### Exercices à réaliser
(a) Renvoyez sans modification le passage du texte sur les médicaments qui commence par « C'est pourquoi il » et se termine par « de demande infinie. ».
(b) D'après le texte sur les médicaments, quelles sont les conséquences de la surconsommation de psychotropes pour les personnes âgées ?
(c) Prolongez le texte sur les médicaments au-delà de sa dernière phrase.

Il en est de même des psychotropes. Dans ce domaine la situation en France reste très préoccupante. Depuis la mise en garde d’Édouard Zarifian, la surprescription ou les prescriptions inappropriées notamment dans les dépressions légères reste extrêmment fréquente. Les personnes âgées paient un très lourd tribut à cette surconsommation non pas en terme de troubles comportementaux mais en terme de chute et de mortalité. Dans ce cas aussi la prévention est une réduction drastique de la consommation de psychotropes.
C'est pourquoi il est inefficace de vouloir prévenir par une “lutte” les effets secondaires des médicaments. Il s’agit de modifier nos pratiques et d’influer sur la consommation par tous les moyens et en particulier le copaiement car la gratuité est une source de demande infinie.

Pourquoi ne s'en rend-t-on compte qu'aujourd'hui ? Pourquoi continuer de prescrire ces médicaments malgré les alertes répétées des chercheurs ?

Ces données sont présentes dans la litérature depuis plusieurs années, cet article  a été publié en 2004 ! Ce qui se passe c’est que la face cachée des médicaments (celle des effets secondaires) est souvent, pour ce qui n’est pas la mortalité ou des accidents aiguës graves de toxicité, découverte dans les études post marketing. Il s’agit de creuser les phénomènes cliniques observés dans des cas cliniques épars. De surcroît les changements comportementaux sont complexes à étudier car de multiples causes concurrentes peuvent les produire. Même avec les outils de l’imagerie fonctionnelle du cerveau ces études sont difficiles et coûtent cher.

(Entrées de données enregistrées)
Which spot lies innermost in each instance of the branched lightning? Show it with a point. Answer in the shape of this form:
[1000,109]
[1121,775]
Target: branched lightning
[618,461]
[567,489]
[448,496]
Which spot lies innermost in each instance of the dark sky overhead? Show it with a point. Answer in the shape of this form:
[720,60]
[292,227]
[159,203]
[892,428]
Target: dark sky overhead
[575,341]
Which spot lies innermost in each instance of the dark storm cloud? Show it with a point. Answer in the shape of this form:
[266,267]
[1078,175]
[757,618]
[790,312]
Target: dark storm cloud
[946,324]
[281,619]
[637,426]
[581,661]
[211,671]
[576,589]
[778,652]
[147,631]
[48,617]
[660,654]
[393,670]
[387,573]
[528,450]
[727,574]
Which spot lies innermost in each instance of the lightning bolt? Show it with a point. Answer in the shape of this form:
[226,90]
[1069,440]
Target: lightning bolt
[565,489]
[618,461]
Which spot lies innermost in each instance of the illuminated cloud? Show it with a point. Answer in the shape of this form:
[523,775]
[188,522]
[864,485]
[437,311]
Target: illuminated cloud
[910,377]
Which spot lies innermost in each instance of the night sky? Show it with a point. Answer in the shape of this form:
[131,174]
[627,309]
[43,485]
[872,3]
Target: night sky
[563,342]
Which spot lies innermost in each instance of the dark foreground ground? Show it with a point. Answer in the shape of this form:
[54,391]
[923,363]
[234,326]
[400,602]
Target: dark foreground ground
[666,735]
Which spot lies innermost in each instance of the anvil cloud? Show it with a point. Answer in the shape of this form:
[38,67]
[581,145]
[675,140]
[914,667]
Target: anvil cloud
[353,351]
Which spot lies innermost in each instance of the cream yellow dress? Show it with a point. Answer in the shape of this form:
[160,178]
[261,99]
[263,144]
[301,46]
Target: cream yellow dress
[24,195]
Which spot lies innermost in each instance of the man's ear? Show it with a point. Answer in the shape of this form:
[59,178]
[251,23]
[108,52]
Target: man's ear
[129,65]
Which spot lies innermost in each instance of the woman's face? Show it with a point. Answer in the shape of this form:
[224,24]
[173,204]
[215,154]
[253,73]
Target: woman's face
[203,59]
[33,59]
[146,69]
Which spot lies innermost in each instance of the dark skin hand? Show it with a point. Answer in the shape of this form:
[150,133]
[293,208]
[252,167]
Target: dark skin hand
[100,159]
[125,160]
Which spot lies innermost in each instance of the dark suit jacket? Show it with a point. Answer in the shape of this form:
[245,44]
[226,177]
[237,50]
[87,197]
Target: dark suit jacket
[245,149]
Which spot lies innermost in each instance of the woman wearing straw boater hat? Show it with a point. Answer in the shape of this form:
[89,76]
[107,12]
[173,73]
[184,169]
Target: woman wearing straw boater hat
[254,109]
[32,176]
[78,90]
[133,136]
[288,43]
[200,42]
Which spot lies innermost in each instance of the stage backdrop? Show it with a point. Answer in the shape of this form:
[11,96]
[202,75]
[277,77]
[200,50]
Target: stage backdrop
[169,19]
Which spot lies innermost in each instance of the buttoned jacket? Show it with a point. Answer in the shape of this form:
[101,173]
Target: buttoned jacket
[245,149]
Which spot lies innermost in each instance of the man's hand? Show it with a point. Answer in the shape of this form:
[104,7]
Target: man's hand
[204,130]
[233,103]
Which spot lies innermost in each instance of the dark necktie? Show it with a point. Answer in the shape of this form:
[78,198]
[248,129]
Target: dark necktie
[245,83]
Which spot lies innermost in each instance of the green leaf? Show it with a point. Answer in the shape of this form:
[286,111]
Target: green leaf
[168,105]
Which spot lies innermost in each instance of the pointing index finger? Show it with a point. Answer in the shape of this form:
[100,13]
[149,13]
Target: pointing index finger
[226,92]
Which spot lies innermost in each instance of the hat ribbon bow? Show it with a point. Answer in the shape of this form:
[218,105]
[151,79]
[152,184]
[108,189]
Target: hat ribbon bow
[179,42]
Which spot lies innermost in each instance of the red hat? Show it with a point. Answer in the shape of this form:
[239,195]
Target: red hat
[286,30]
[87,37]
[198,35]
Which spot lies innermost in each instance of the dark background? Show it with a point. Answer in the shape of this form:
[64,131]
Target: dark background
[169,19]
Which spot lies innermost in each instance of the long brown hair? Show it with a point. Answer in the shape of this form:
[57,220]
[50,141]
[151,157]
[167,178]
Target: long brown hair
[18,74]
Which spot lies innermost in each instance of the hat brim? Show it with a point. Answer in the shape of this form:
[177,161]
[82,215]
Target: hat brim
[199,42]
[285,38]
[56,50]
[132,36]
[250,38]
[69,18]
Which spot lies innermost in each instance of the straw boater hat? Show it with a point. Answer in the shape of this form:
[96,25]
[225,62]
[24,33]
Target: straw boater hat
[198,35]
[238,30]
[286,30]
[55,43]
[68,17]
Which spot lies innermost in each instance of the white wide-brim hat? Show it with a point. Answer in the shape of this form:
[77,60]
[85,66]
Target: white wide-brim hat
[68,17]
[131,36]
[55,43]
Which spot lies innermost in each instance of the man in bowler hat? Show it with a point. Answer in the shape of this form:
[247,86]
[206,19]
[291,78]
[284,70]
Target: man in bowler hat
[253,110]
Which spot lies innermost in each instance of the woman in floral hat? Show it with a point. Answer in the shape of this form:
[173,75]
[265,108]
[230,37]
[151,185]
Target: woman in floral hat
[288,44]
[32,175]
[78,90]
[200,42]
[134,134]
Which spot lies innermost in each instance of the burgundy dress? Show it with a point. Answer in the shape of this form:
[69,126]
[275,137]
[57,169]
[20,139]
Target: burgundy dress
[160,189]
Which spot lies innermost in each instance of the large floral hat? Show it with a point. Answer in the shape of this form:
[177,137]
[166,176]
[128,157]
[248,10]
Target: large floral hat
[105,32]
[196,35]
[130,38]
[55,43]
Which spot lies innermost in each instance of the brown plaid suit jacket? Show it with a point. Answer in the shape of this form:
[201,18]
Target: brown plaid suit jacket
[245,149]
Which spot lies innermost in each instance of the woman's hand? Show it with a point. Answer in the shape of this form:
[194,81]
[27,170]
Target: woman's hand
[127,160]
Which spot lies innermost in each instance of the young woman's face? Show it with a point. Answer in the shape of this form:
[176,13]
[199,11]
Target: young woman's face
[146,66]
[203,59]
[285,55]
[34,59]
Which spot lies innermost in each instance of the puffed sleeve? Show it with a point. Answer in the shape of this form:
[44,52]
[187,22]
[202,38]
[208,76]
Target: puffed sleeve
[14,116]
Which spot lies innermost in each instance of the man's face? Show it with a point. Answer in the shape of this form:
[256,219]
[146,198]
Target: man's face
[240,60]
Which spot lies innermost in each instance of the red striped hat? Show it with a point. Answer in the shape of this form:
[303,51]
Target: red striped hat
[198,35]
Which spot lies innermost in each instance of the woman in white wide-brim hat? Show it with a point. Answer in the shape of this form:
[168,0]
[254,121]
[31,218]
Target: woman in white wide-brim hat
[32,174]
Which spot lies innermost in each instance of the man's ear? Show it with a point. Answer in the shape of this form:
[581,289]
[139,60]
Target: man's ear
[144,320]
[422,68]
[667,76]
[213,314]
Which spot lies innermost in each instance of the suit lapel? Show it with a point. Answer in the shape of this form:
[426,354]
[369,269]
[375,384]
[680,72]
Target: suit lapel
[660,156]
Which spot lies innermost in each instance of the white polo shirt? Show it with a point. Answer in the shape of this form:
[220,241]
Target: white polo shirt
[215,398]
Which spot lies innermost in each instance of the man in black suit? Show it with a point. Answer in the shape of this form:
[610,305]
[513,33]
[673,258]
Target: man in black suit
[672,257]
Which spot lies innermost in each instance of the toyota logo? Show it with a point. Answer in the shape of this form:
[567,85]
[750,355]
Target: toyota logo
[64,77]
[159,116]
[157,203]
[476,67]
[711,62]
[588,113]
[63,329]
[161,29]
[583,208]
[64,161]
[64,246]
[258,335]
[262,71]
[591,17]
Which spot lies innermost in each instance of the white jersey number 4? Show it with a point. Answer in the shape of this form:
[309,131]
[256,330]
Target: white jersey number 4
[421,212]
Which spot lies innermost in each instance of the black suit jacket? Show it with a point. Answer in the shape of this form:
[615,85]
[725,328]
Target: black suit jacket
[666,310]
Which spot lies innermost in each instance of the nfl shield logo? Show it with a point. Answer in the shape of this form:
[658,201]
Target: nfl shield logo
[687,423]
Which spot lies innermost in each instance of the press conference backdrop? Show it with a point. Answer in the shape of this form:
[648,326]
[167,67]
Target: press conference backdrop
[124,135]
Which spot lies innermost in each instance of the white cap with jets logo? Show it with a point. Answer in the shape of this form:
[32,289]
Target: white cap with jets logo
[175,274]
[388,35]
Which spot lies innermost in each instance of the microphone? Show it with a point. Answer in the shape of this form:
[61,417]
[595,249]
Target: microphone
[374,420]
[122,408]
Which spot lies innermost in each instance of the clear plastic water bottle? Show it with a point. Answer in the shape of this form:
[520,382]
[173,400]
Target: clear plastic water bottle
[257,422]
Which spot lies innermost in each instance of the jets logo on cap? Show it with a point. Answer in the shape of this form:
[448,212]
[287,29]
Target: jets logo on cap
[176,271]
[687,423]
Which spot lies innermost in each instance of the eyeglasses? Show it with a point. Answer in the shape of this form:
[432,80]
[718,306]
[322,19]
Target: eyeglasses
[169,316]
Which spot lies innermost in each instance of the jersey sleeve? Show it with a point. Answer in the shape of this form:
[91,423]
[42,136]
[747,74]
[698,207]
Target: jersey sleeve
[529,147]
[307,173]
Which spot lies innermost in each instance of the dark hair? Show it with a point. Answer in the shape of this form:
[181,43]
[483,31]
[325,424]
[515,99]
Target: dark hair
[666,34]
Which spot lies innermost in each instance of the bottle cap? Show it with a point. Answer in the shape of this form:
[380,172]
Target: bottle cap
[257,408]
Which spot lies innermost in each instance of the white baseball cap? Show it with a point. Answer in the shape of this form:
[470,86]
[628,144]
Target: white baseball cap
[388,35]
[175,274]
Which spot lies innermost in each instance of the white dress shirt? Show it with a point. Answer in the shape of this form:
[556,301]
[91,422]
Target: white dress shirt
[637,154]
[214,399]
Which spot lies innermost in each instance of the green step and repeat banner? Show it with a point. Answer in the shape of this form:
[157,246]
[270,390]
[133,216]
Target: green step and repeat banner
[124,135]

### Corrigé
(a)
C'est pourquoi il est inefficace de vouloir prévenir par une “lutte” les effets secondaires des médicaments. Il s’agit de modifier nos pratiques et d’influer sur la consommation par tous les moyens et en particulier le copaiement car la gratuité est une source de demande infinie.

(b) Des chutes et une mortalité accrue.

(c)
D’autre part ces médicaments il faut le rappeler rendent des services utiles lorsqu'ils sont utilisés avec parcimonie et dans des indications appropriées. Le patient qui vient de faire un accident vasculaire cérébral ou un infarctus du myocarde et qui n'a absolument pas pris la dimension des efforts d'hygiène de vie qu'il doit consentir pour prévenir la récidive bénéficie d'une statine au moins pour un certain nombre de mois ou d’années. Qu'il s'agisse de complications comme des douleurs musculaires ou des troubles comportementaux, c'est le suivi de la prescription qui doit permettre de les caractériser, de modifier cette dernière, de l'adapter ou de choisir un autre médicament.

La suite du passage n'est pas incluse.